------ INPUT FOR THIS TASK

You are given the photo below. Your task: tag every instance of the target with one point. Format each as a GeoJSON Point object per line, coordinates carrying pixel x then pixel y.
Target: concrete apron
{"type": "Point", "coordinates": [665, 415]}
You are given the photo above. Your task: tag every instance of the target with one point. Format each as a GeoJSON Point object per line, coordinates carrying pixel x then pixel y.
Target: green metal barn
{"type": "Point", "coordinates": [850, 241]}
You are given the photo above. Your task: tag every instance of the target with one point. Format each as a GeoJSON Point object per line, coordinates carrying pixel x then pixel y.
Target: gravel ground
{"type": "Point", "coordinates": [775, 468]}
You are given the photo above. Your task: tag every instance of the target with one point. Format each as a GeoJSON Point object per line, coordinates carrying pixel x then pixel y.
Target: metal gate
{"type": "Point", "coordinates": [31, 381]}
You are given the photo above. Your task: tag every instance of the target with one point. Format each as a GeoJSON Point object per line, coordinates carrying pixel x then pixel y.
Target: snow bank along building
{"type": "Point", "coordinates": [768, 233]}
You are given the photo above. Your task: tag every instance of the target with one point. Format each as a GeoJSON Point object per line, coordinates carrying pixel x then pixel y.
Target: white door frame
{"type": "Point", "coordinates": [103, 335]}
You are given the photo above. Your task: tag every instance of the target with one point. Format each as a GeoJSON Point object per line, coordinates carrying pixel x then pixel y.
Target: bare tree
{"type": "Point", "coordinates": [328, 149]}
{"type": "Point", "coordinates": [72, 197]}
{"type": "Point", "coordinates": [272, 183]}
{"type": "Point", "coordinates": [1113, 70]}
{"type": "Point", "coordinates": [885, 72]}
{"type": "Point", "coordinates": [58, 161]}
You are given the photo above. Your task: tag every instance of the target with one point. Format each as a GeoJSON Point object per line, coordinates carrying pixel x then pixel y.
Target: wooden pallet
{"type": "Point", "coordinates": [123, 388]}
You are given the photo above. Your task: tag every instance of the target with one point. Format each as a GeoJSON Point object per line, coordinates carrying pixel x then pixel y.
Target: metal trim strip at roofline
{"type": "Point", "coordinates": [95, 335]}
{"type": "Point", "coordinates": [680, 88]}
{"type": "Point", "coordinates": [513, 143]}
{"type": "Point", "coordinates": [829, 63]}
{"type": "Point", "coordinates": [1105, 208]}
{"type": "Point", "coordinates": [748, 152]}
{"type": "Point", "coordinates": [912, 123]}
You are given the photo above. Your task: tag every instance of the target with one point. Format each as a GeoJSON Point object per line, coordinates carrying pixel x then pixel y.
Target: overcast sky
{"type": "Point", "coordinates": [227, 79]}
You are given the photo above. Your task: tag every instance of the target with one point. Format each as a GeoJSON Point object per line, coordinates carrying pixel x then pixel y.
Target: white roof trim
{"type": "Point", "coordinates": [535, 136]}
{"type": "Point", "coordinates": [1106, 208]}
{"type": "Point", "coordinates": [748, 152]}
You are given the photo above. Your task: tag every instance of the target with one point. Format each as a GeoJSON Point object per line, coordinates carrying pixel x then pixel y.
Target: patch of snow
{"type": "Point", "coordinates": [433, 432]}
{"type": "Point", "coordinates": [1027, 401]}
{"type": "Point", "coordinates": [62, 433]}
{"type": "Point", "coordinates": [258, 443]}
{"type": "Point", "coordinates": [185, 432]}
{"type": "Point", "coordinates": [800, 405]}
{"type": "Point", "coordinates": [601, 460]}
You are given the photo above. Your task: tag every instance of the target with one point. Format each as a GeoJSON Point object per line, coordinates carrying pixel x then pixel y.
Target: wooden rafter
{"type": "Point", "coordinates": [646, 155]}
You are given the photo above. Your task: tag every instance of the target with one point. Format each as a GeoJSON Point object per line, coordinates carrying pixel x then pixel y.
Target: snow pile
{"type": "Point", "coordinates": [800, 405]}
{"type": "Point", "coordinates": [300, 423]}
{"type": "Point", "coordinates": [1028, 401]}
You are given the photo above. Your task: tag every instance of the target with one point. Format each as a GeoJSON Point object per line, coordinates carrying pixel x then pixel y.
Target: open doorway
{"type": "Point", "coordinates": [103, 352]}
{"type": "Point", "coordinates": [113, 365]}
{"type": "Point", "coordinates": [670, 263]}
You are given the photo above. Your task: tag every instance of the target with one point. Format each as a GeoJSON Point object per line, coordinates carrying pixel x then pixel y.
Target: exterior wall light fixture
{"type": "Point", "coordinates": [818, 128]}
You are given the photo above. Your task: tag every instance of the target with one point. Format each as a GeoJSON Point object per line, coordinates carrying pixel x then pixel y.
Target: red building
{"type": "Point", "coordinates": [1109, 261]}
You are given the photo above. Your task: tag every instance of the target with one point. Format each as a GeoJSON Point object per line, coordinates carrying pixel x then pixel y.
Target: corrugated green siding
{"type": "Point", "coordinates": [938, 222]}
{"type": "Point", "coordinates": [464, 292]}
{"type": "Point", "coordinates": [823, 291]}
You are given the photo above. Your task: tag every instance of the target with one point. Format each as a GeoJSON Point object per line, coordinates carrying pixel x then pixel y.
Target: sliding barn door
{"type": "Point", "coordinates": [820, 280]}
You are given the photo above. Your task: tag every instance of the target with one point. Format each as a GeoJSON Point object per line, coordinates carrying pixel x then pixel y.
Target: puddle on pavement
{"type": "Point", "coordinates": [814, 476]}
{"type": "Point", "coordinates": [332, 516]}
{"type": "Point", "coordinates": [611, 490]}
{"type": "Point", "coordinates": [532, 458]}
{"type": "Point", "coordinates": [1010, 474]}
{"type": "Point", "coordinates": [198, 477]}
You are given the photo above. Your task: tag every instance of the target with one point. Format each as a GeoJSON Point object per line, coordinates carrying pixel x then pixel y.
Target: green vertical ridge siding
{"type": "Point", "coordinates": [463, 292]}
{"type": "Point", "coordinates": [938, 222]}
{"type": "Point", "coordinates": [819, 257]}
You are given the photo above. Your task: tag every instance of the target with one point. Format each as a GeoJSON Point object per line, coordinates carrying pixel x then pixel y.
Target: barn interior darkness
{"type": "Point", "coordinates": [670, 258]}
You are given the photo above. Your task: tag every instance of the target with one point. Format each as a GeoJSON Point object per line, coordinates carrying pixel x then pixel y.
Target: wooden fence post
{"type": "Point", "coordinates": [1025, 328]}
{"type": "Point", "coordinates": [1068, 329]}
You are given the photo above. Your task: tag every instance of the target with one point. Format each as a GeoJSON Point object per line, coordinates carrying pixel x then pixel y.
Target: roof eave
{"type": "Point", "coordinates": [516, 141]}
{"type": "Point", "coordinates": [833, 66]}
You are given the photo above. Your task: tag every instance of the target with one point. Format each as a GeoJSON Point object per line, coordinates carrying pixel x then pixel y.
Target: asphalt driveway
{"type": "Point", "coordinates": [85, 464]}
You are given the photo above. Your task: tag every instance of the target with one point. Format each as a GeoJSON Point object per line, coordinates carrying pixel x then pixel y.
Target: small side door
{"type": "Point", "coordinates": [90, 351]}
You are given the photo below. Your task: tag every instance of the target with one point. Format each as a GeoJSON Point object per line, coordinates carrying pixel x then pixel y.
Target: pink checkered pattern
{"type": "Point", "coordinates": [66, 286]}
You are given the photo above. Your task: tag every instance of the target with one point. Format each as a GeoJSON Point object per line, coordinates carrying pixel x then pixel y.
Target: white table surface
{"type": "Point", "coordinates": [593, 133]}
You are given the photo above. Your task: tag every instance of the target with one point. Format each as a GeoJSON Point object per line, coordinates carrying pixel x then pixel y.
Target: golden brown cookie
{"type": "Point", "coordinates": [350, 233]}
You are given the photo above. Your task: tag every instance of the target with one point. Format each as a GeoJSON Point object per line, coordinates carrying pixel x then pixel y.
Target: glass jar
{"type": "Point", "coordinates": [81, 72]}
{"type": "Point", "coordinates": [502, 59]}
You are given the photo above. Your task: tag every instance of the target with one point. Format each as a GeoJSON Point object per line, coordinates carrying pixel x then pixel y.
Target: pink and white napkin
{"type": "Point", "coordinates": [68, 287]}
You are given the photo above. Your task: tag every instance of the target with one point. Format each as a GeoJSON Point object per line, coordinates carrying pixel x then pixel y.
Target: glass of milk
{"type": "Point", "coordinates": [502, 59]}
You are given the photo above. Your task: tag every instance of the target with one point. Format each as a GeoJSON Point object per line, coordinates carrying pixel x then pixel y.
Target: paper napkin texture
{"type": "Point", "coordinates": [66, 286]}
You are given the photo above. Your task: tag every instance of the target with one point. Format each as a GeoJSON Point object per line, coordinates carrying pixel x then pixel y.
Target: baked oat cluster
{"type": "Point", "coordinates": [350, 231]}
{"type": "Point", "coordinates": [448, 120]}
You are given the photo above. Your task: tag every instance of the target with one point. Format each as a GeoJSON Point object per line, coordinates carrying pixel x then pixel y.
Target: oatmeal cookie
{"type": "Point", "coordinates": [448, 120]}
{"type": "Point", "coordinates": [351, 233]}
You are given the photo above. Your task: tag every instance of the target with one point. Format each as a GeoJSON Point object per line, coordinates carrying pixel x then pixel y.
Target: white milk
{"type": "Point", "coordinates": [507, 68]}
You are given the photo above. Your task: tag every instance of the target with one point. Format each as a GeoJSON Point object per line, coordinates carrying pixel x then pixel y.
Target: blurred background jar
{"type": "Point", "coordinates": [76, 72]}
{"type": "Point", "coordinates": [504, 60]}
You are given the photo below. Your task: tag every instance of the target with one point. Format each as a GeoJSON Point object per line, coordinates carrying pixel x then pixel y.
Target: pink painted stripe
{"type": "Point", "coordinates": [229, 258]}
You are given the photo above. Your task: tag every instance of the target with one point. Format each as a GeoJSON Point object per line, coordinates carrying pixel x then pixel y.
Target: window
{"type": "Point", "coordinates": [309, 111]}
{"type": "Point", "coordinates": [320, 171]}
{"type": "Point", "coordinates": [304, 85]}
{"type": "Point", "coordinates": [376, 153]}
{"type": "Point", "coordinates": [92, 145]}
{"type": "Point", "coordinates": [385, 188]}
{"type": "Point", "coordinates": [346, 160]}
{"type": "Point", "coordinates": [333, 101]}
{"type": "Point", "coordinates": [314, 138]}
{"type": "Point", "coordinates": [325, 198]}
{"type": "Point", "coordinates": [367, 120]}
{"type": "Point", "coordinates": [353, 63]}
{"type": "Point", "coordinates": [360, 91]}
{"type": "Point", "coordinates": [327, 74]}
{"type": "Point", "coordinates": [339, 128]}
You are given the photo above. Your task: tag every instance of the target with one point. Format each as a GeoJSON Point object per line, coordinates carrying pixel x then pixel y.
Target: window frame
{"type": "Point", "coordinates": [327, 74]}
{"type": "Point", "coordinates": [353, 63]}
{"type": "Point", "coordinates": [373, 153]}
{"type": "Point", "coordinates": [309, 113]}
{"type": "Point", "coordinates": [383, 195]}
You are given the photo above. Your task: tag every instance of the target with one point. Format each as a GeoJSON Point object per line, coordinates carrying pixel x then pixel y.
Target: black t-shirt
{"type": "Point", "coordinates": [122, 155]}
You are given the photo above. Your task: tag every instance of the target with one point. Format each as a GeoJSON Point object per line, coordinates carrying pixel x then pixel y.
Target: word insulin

------------

## CHALLENGE
Locate every line in the material above that contains the word "white" and copy each of those lines out in full.

## TASK RESULT
Target: white door frame
Target: white roof trim
Target: white table surface
Target: pink and white napkin
Target: white milk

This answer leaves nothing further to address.